Reproduce the passage of the Spark Datasets article, starting at "val schedules: Dataset[FlightSchedule]" and ending at "schedules.map(s => existingTransformationFunction(s))".

◆ Supplied text ◆
☆ ☆ ☆ ☆ ☆

Transforming Spark Datasets

There are few times where I’ve chosen to use Spark as an ETL tool for it’s ease of use when it comes to reading/writing parquet, csv or xml files.

Reading any of these file formats is as simple as one line of spark code (after you ensure that you have the required dependencies of course)

Intent

Most of the reference material available online for transforming Datasets points to calling createOrReplaceTempView() and registering the Dataset/Dataframe as a table, then performing SQL operations on it.

While this may be fine for most use cases, there are times when it feels more natural to use Spark’s Scala transformation functions instead, especially if you already have some pre existing transformation logic written in Scala or ReactiveX or even Java 8.

If this sounds like something you’d like to do, then please read on.

Getting Started

Let’s assume we want to make the following transformation using Datasets.

Input Dataset
+--------+----------+----------+
|flightNo| departure|   arrival|
+--------+----------+----------+
| GOI-134|1569315038|1569319183|
|  AI-123|1569290498|1569298178|
|  TK-006|1567318178|1567351838|
+--------+----------+----------+

Output Dataset
+-------+--------+
| flight|duration|
+-------+--------+
|GOI-134|   1 hrs|
| AI-123|   2 hrs|
| TK-006|   9 hrs|
+-------+--------+

Domain objects and the transformation function

We’ll assume we have the following domain objects and transformation function that converts a FlightSchedule object into a FlightInfo object.

case class FlightSchedule(flightNo: String, departure: Long, arrival: Long)

case class FlightInfo(flight: String, duration: String)
def existingTransformationFunction(flightSchedule: FlightSchedule): FlightInfo = {
  val duration = (flightSchedule.arrival - flightSchedule.departure) / 60 / 60
  FlightInfo(flightSchedule.flightNo, s"$duration hrs")
}

Creating the spark session and reading the input Dataset

Creating the input Dataset is kept simple for brevity.

val spark = SparkSession.builder().master("local[*]").appName("transform").getOrCreate()

import spark.implicits._

val schedules: Dataset[FlightSchedule] = Seq(
    FlightSchedule("GOI-134", 1569315038, 1569319183),
    FlightSchedule("AI-123", 1569290498, 1569298178),
    FlightSchedule("TK-006", 1567318178, 1567351838)
).toDS()

Defining the Encoder and the Spark transformation

This is where things start to get interesting. In order to transform a Dataset[FlightSchedule] to a Dataset[FlightInfo], Spark needs to know how to “Encode” your case class. Omitting this step will give you the following dreadful compile time error.

Error:(34, 18) Unable to find encoder for type stored in a Dataset.  Primitive types (Int, String, etc) and Product types (case classes) are supported by importing spark.implicits._  Support for serializing other types will be added in future releases.
    schedules.map(s => existingTransformationFunction(s))

☆ ☆ ☆ ☆ ☆

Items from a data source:

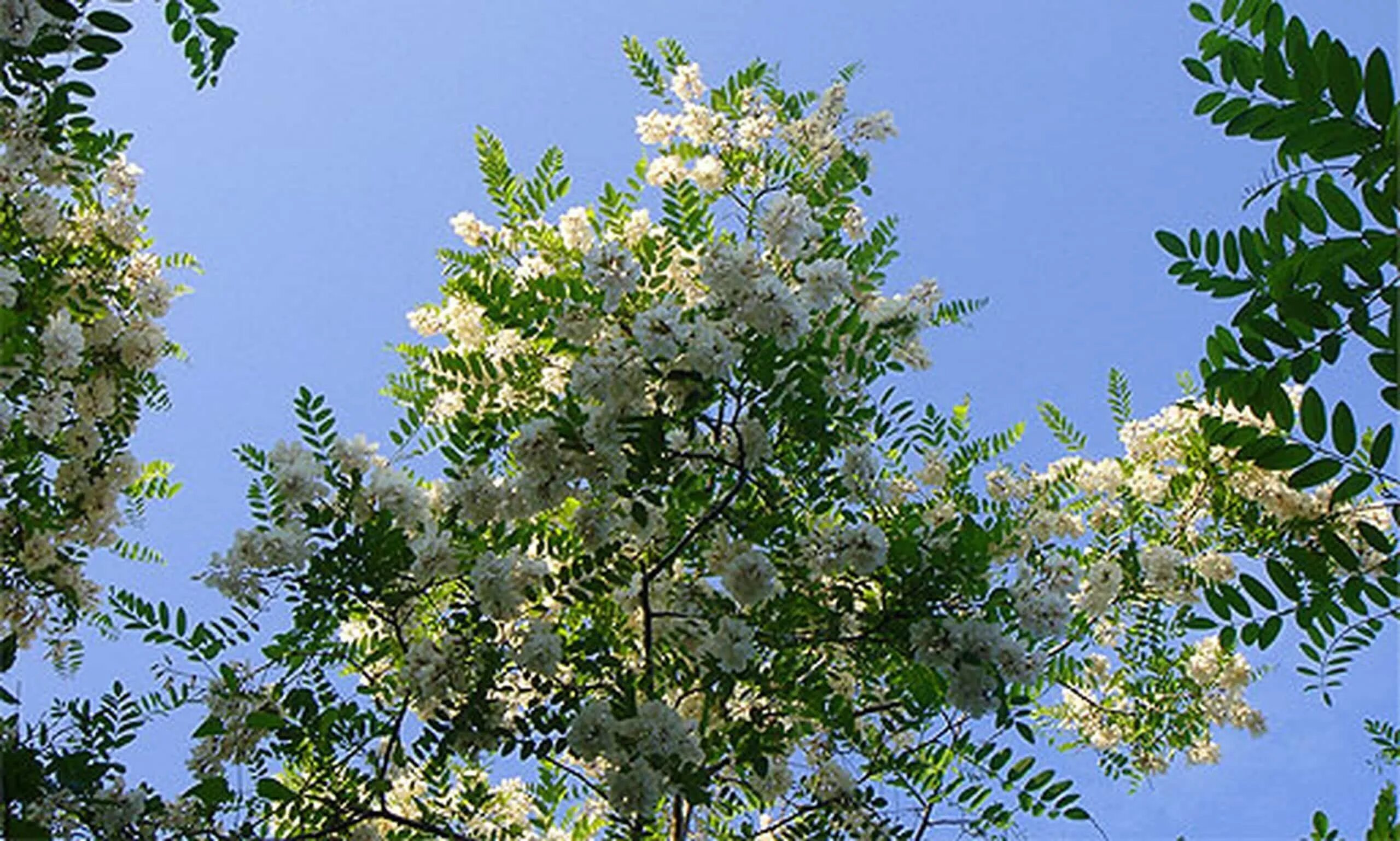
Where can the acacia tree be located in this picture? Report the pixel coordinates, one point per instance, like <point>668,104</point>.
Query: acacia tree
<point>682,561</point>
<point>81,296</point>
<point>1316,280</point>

☆ ☆ ☆ ☆ ☆

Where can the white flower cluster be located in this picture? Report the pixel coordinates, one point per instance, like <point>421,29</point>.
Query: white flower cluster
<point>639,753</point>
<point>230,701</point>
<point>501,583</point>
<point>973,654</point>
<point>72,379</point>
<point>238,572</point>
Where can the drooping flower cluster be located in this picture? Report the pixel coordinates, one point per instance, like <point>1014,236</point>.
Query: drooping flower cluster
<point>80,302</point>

☆ ☆ ☆ ☆ ☆

◆ The result ◆
val schedules: Dataset[FlightSchedule] = Seq(
    FlightSchedule("GOI-134", 1569315038, 1569319183),
    FlightSchedule("AI-123", 1569290498, 1569298178),
    FlightSchedule("TK-006", 1567318178, 1567351838)
).toDS()

Defining the Encoder and the Spark transformation

This is where things start to get interesting. In order to transform a Dataset[FlightSchedule] to a Dataset[FlightInfo], Spark needs to know how to “Encode” your case class. Omitting this step will give you the following dreadful compile time error.

Error:(34, 18) Unable to find encoder for type stored in a Dataset.  Primitive types (Int, String, etc) and Product types (case classes) are supported by importing spark.implicits._  Support for serializing other types will be added in future releases.
    schedules.map(s => existingTransformationFunction(s))